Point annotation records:
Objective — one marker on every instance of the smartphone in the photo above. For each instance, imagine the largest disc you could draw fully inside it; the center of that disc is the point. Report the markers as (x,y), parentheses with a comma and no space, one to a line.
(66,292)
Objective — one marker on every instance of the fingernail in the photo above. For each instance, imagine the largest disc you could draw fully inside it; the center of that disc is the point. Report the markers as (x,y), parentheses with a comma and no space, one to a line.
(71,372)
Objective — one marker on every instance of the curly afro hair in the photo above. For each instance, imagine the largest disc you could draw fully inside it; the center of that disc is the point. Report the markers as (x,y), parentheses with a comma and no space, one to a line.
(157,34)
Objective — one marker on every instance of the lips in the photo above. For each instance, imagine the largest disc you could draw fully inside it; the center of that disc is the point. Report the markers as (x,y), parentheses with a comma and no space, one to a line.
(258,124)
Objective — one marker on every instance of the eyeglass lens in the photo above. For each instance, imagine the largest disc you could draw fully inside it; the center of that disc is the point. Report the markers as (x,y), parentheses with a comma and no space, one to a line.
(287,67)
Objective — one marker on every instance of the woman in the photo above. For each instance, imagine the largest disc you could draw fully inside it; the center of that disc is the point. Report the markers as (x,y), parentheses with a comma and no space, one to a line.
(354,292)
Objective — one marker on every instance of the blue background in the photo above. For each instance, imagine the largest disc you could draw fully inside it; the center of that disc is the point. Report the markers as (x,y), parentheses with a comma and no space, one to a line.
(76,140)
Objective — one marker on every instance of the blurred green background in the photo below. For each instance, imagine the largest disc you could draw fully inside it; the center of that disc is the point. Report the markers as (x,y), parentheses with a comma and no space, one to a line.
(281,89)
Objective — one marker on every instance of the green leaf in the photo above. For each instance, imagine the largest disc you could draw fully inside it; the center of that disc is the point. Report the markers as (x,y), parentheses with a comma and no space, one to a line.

Short exercise: Render all of the items above as a numbered list, leaving out any blank lines.

Output:
1. Objective — one marker on every instance of the smartphone in the photo above. For each instance, imagine the largest disc you could draw fully inside it; the center of that disc is the point. Report the markers as (x,y), parentheses with a comma and no space, one to a line.
2. (66,292)
3. Objective — one marker on every instance of the fingernail in the photo above. For each instance, imagine the largest disc you could draw fully inside it; the center of that disc is the point. Report the markers as (x,y), parentheses with a comma and no space, one to a line.
4. (71,372)
5. Objective — one marker on every instance of the curly afro hair in the photo above. For each instance, imagine the largest disc you could draw fully inside it; the center of that disc is the point. Report the markers as (x,y), parentheses with a comma and no space, one to a line.
6. (157,34)
7. Objective — one marker on every instance of the lips in the photo above. For each instance, imagine the largest disc you could draw fully inside it; the center of that disc is the point. Report the markers as (x,y), parentheses with a comma and no space, one to a line.
8. (258,124)
9. Objective — one marker on every instance of the eyeglass lens in the photo above. For each instance, imagine the largest disc you could draw fully inside it; the center of that disc is the point. Report the markers as (x,y), parentheses with a comma and no space, one to a line.
10. (287,67)
11. Objective — one marker on every instance of the woman in the photo above. For each instance, imagine the largest disc you could draw fully inside it; the center of that disc is the point. Report the markers as (x,y), parentheses with a comma and no space, one to a line.
12. (354,292)
13. Objective — one marker on every instance of the blue background in the photo above. For each instance, imagine the largest disc you could draw fully inside it; the center of that disc is the point. Report the markers as (x,y), parentheses with a comma and no space, one to a line.
14. (76,140)
15. Objective — one marker on every instance of the blurred green background in the photo below. For each instance, imagine the largest disc you could draw fully inside it; the center of that disc is the point. Report the markers as (x,y), parentheses with a comma and no space, one to a line.
16. (281,89)
17. Objective — one marker on every instance of the green leaf in the photo above. For each instance, imagine the largest disc you could draw fully inside it; the center of that disc is the point. Report the markers as (x,y), parentheses with a comma and no space, one to a line.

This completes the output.